* Exercise *
Produce an exact copy of the lines from the line containing "white comforter, find" through the last line of the entries below, and only those lines.

Position identification records
*-*-*

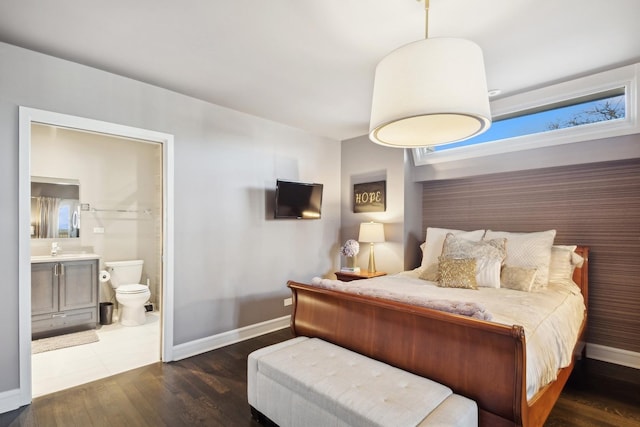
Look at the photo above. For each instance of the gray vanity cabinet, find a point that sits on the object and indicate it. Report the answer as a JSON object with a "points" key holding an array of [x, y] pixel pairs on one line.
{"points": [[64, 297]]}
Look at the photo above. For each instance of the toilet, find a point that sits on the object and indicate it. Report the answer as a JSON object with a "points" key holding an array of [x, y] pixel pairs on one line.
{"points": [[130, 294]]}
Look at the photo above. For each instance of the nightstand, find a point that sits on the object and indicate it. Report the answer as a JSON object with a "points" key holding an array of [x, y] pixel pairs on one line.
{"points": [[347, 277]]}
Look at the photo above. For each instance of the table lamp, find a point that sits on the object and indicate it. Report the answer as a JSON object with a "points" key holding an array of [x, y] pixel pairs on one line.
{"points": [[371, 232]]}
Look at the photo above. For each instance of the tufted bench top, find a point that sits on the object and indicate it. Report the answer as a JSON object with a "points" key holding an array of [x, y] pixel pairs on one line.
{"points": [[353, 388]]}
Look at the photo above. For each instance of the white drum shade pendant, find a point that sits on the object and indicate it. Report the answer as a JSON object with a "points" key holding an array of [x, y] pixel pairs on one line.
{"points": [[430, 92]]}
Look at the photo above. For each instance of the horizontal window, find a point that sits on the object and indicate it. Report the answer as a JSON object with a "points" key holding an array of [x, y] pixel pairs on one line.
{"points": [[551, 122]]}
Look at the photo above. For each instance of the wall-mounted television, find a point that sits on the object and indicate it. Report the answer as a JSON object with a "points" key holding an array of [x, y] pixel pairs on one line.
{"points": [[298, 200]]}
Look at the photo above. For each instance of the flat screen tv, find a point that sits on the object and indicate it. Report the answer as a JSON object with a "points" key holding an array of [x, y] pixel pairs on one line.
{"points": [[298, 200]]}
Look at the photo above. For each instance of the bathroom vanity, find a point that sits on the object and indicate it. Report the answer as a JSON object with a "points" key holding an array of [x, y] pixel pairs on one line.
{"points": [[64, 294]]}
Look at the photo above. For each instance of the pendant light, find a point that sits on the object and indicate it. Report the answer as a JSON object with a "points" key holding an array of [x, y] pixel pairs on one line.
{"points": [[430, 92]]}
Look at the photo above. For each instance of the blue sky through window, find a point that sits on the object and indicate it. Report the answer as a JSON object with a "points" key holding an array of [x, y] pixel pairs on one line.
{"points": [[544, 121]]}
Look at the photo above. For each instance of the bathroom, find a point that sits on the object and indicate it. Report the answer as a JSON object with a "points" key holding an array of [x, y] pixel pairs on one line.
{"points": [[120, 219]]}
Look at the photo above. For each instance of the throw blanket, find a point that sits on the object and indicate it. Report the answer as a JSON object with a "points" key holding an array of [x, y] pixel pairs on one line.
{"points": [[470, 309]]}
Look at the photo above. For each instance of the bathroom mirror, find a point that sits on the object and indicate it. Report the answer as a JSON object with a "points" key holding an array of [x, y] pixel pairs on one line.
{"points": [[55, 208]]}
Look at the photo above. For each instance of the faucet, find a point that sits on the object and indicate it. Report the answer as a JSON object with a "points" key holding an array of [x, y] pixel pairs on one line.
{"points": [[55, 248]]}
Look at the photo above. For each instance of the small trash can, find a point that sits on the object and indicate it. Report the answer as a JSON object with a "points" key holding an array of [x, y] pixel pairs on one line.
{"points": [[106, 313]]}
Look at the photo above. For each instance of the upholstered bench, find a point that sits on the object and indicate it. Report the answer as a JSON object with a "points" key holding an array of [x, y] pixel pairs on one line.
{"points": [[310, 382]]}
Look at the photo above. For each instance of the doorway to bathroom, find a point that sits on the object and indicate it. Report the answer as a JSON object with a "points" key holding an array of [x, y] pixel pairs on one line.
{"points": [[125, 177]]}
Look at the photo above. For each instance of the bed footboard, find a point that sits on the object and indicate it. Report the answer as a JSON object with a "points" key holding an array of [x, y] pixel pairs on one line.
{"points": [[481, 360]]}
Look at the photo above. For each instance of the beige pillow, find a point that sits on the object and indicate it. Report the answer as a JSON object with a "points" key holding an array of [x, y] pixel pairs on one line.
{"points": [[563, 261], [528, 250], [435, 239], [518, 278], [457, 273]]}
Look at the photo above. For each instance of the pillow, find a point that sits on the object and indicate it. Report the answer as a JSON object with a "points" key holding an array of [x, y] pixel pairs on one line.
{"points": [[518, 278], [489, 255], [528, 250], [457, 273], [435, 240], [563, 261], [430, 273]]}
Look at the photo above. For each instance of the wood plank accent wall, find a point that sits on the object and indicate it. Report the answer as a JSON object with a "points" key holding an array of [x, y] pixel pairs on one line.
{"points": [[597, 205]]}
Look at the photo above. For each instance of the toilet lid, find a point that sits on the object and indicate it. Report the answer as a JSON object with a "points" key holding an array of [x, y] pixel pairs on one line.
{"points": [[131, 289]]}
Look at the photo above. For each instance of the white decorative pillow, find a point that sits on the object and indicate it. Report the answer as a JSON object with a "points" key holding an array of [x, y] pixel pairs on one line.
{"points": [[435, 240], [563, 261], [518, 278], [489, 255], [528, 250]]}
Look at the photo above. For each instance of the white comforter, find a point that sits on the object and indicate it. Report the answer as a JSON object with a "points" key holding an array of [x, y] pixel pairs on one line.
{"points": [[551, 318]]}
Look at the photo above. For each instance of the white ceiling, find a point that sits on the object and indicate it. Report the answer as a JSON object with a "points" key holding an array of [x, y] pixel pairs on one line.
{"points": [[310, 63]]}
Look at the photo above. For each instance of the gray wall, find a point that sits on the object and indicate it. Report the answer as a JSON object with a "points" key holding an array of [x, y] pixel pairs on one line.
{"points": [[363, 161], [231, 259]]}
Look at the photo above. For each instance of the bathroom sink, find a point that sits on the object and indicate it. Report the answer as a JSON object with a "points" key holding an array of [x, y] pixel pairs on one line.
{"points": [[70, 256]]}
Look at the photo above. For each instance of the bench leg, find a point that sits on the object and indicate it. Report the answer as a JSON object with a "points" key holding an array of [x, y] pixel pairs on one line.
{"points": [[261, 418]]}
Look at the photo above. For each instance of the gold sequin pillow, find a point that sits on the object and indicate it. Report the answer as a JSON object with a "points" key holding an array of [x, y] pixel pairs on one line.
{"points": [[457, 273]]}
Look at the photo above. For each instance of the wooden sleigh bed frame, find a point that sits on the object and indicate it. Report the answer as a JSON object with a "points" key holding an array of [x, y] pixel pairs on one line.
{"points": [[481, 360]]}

*-*-*

* Written solution *
Look at the photo above. For each instance of the white comforter, find a point that sits on the object and indicate it. Report the answer as a JSON object with a "points" key holding an array of [x, y] pixel pairs on one line.
{"points": [[551, 318]]}
Look at the photo above. For each instance of the white ceiling, find a point that sits on the object and indicate it. Report the answer as a JSON object with a "points" key holding an array of [x, y] pixel pairs on one line.
{"points": [[310, 63]]}
Look at the photo above. For each instance of the gray wall, find a point that sits on the object and indicate it. Report the answer as a JSON object with a "points" key holding an array of [x, y] pixel pairs on one line.
{"points": [[363, 161], [231, 259]]}
Look at the photo above. For each instance of the bathroom sink, find a point that sits on the object and indicate it. Report the answer as a JSON object with a "points" key holding an array of [x, y] pixel pairs on one line.
{"points": [[70, 256]]}
Look at the photo above. For each instance of the bench leg, find a point that sits on the object and indicate it. Report the answer as a JSON object with a "points" key holding an array of [x, y] pixel pairs on one line.
{"points": [[261, 418]]}
Look at the photo above. For each instance of the gold sequin pillow, find a point that sits on the object and indicate it. Report the answer as a JSON object with a "points" key holding an array of [x, y] pixel pairs on one line.
{"points": [[457, 273]]}
Look at the photo above. For each instance of the wooden sleigh bed frame, find a point that sits on the object and indicate it. Report the answer as a JSON object with a "points" key holding an array of [x, y] pixel pairs on one line.
{"points": [[481, 360]]}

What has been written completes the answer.